■ Aim of the exercise: Rewrite every line of the items from the line containing "Might I trouble you for the coordinates of the glass" through the end, and add 92 to each number in the answer coordinates.

## start Supplied records

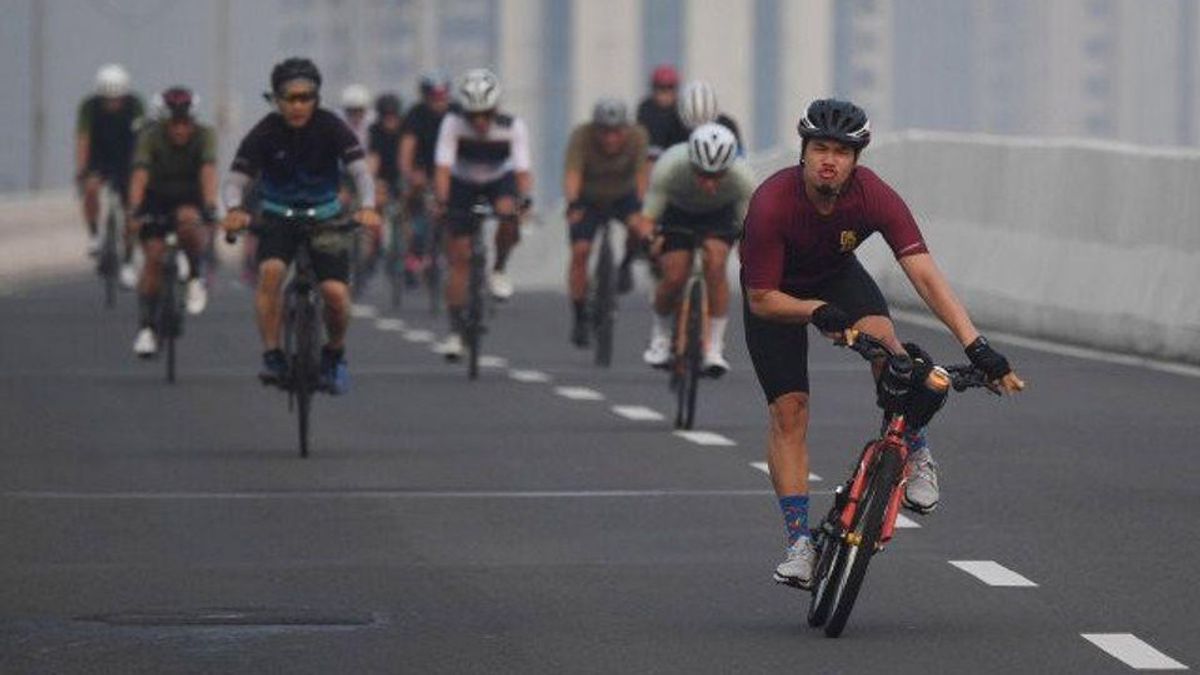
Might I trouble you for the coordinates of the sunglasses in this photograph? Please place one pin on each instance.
(304, 97)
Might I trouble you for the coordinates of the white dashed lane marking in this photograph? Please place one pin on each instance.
(1134, 652)
(639, 413)
(993, 573)
(579, 393)
(706, 438)
(419, 335)
(532, 376)
(762, 466)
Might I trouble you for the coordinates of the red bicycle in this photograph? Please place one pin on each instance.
(863, 517)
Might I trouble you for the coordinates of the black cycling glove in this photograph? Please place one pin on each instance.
(987, 359)
(829, 318)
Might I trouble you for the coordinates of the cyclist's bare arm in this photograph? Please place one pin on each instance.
(933, 287)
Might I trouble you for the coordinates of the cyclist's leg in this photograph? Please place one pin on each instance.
(276, 248)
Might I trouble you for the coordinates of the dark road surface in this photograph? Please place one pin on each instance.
(501, 526)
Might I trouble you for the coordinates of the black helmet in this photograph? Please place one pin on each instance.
(837, 120)
(433, 81)
(610, 113)
(177, 103)
(388, 105)
(294, 69)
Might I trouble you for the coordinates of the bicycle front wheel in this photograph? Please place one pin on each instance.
(604, 303)
(863, 538)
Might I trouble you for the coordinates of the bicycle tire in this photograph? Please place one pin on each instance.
(868, 525)
(604, 304)
(305, 368)
(694, 351)
(474, 310)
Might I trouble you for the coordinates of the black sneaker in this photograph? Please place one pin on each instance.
(275, 368)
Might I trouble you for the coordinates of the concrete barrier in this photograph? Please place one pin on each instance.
(1089, 243)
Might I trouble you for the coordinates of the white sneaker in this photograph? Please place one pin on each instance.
(129, 275)
(921, 493)
(501, 286)
(450, 347)
(714, 364)
(145, 345)
(197, 296)
(797, 566)
(658, 353)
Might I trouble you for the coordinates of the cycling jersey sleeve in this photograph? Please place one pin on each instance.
(762, 242)
(521, 159)
(657, 192)
(143, 150)
(892, 217)
(447, 150)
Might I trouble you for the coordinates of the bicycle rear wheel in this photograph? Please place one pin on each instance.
(861, 542)
(604, 302)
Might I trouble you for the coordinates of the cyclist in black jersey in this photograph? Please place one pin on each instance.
(297, 155)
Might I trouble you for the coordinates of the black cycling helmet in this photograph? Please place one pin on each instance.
(835, 120)
(177, 103)
(388, 105)
(294, 69)
(433, 81)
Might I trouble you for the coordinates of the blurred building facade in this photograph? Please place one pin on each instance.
(1111, 69)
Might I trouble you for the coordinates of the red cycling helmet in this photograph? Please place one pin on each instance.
(665, 76)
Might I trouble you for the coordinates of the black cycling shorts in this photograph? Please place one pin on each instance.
(163, 210)
(780, 351)
(465, 195)
(712, 225)
(330, 251)
(594, 215)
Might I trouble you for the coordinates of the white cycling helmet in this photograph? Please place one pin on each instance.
(697, 103)
(478, 90)
(355, 96)
(712, 148)
(112, 81)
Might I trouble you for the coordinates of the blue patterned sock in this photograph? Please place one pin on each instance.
(796, 517)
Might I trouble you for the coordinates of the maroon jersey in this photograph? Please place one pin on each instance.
(790, 246)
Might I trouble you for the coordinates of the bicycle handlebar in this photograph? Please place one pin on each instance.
(960, 376)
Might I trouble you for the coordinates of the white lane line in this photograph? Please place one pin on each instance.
(1133, 651)
(489, 360)
(528, 376)
(639, 413)
(762, 466)
(579, 393)
(419, 335)
(706, 438)
(993, 573)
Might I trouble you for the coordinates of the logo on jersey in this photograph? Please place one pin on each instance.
(849, 240)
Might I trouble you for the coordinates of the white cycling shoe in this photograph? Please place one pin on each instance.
(797, 566)
(197, 296)
(450, 348)
(501, 286)
(145, 345)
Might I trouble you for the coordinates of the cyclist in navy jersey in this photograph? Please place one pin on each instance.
(798, 267)
(297, 155)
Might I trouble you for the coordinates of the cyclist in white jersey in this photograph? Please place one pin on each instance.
(481, 154)
(705, 187)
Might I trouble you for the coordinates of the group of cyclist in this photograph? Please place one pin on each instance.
(675, 175)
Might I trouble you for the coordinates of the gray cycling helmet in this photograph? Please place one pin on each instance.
(610, 112)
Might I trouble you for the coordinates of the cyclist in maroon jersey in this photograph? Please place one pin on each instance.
(798, 267)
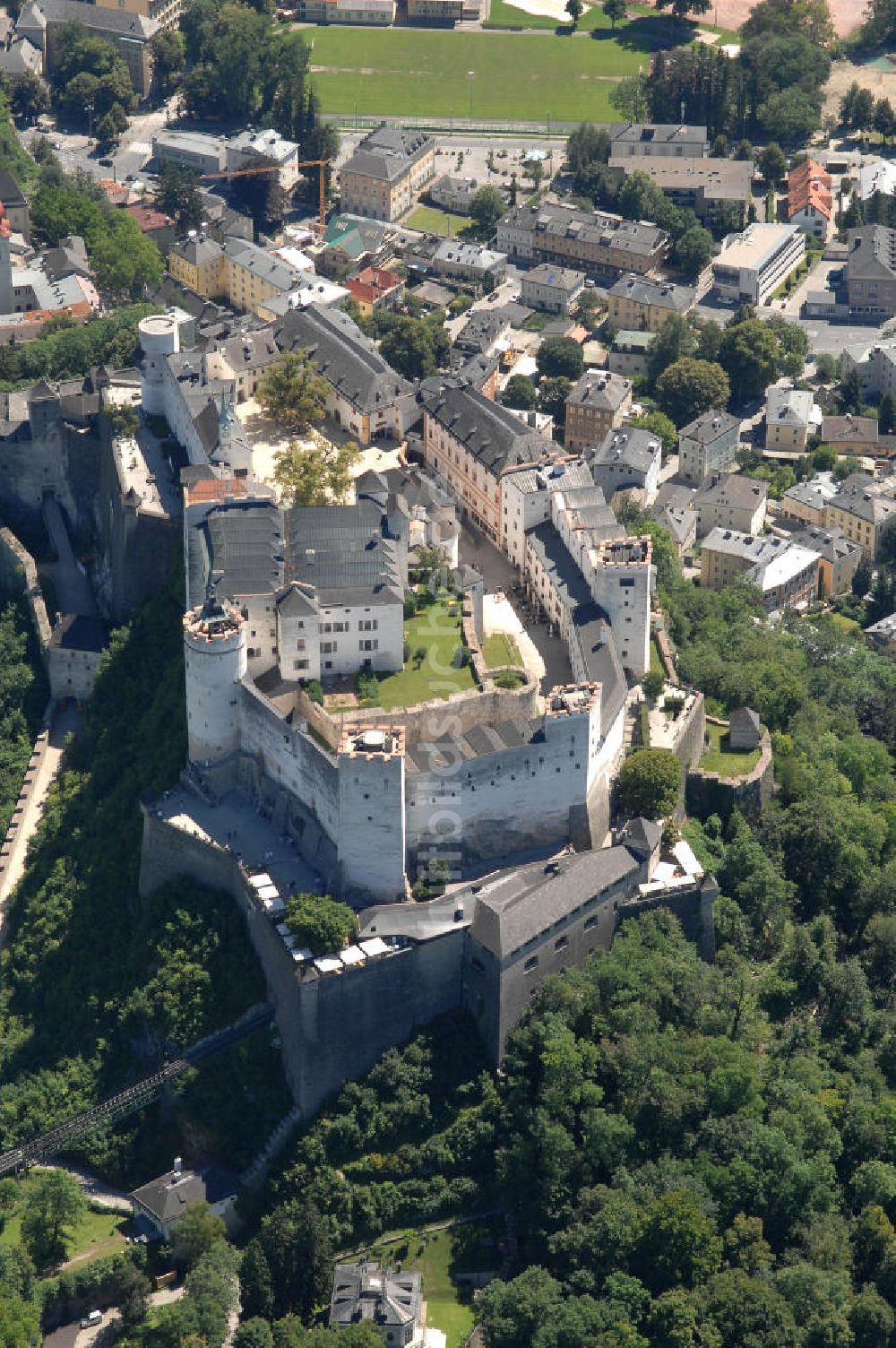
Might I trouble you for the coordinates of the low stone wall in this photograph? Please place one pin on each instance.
(454, 714)
(19, 567)
(709, 793)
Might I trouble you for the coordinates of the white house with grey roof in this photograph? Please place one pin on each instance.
(384, 1297)
(468, 262)
(708, 445)
(627, 457)
(553, 290)
(366, 396)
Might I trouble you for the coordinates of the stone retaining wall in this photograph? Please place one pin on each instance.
(709, 793)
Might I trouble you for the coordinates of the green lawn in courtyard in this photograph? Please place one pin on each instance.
(99, 1232)
(526, 77)
(444, 1310)
(436, 634)
(438, 221)
(500, 649)
(724, 761)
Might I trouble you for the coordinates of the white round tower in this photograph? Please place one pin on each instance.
(216, 661)
(159, 339)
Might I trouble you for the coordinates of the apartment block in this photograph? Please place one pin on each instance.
(596, 406)
(643, 302)
(387, 173)
(756, 262)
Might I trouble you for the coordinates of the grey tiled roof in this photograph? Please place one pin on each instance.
(488, 432)
(344, 356)
(518, 906)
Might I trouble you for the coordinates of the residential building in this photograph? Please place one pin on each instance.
(472, 443)
(883, 635)
(756, 262)
(249, 147)
(839, 557)
(158, 227)
(166, 13)
(384, 1297)
(655, 141)
(628, 353)
(128, 32)
(674, 510)
(484, 332)
(643, 302)
(594, 406)
(863, 513)
(810, 203)
(453, 194)
(15, 206)
(444, 11)
(627, 457)
(527, 500)
(874, 360)
(198, 264)
(730, 502)
(593, 241)
(850, 435)
(369, 13)
(470, 262)
(366, 398)
(787, 418)
(348, 241)
(553, 290)
(387, 173)
(708, 446)
(871, 272)
(375, 289)
(806, 502)
(713, 189)
(786, 573)
(194, 150)
(21, 56)
(160, 1203)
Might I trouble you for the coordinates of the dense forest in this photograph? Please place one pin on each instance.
(23, 697)
(690, 1154)
(98, 986)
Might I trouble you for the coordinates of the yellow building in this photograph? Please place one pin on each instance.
(198, 264)
(641, 302)
(166, 13)
(861, 514)
(387, 173)
(240, 272)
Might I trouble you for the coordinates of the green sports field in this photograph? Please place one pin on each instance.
(523, 77)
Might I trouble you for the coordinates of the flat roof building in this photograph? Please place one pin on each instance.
(756, 262)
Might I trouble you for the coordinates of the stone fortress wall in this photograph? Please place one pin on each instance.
(336, 1026)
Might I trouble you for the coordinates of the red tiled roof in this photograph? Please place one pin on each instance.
(809, 185)
(149, 217)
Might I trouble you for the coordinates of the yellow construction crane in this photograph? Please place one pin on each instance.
(306, 163)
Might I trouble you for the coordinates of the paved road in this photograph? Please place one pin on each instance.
(66, 722)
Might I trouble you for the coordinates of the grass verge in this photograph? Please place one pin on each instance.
(725, 761)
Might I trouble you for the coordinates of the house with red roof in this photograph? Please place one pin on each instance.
(375, 289)
(810, 203)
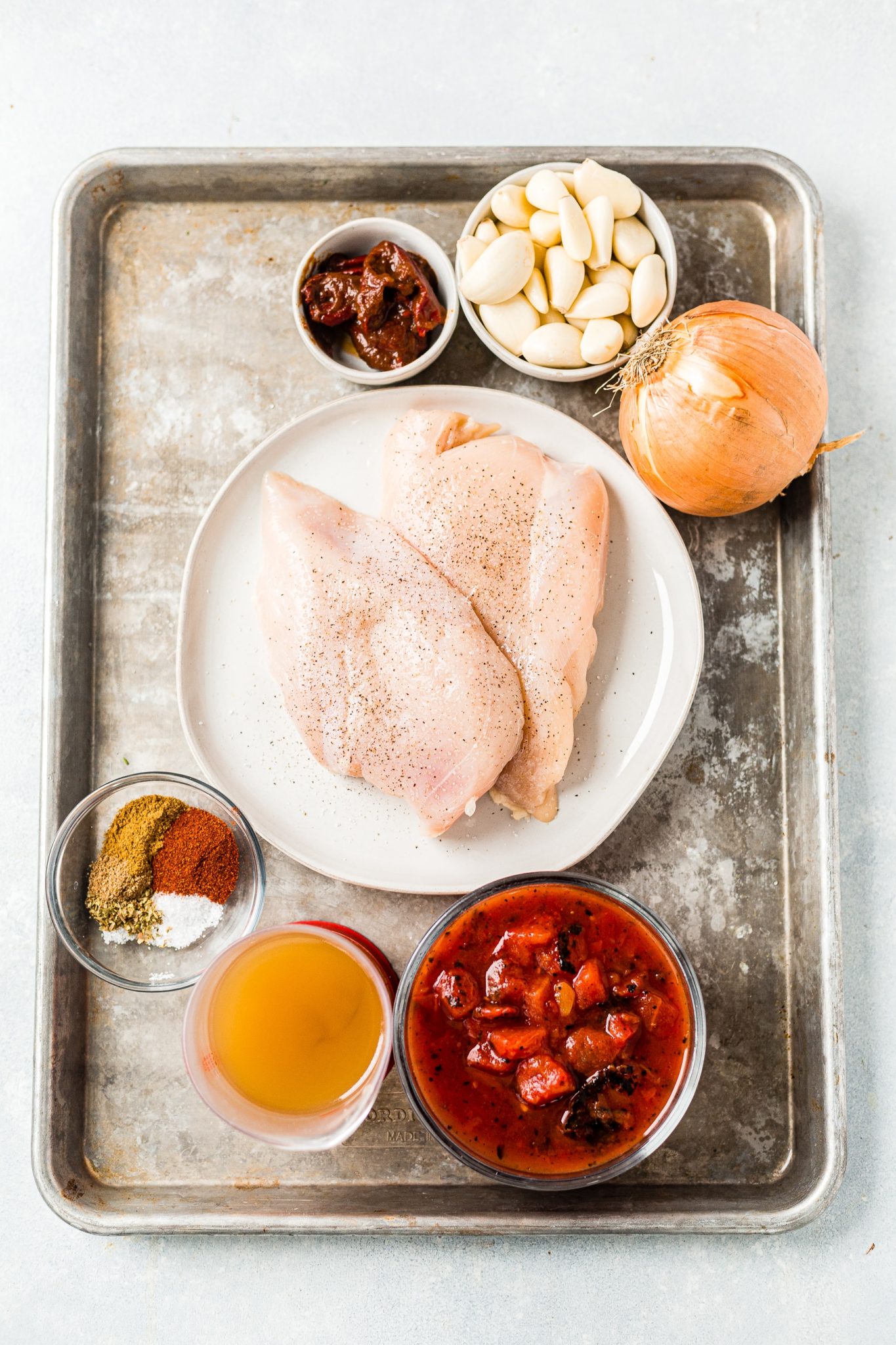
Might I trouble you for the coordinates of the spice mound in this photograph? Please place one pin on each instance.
(163, 875)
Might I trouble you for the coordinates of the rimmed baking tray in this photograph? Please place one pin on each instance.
(174, 353)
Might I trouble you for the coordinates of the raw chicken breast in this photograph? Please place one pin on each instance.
(385, 667)
(524, 539)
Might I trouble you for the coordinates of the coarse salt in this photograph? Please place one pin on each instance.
(184, 919)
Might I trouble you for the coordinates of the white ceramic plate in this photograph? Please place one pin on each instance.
(640, 686)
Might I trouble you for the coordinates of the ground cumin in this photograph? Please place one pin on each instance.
(198, 856)
(120, 884)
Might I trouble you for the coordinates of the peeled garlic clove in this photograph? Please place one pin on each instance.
(545, 190)
(554, 346)
(575, 234)
(509, 322)
(593, 179)
(629, 330)
(631, 242)
(598, 214)
(613, 271)
(563, 276)
(486, 231)
(501, 271)
(511, 206)
(536, 291)
(544, 228)
(648, 290)
(603, 300)
(601, 341)
(469, 249)
(539, 249)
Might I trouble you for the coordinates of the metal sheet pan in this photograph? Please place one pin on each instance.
(174, 351)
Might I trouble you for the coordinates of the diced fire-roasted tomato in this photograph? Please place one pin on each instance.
(590, 985)
(656, 1013)
(504, 984)
(484, 1056)
(457, 992)
(521, 944)
(621, 1025)
(539, 1001)
(542, 1079)
(590, 1049)
(517, 1043)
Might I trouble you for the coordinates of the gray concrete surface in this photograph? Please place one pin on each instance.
(813, 81)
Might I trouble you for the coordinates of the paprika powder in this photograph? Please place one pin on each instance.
(198, 857)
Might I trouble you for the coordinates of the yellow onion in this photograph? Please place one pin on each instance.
(721, 408)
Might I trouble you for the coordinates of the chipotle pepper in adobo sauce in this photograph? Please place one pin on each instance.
(547, 1029)
(385, 301)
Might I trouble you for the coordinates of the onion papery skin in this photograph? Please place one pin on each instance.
(716, 456)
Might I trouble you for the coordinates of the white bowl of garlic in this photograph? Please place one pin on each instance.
(562, 267)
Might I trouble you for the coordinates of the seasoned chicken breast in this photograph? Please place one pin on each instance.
(524, 539)
(385, 666)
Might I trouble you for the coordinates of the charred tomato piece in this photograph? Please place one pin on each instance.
(517, 1043)
(542, 1080)
(457, 992)
(521, 944)
(590, 985)
(590, 1049)
(484, 1056)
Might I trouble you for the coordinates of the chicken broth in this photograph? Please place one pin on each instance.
(295, 1024)
(547, 1029)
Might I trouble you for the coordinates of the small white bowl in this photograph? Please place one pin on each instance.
(354, 240)
(658, 227)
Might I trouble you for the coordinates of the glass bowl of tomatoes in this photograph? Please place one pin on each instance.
(550, 1030)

## end Supplied records

■ The result:
Might I trouble you for the coordinates of the glass bowl of tomatoes in this photograph? Please place one pin on each instance.
(642, 1122)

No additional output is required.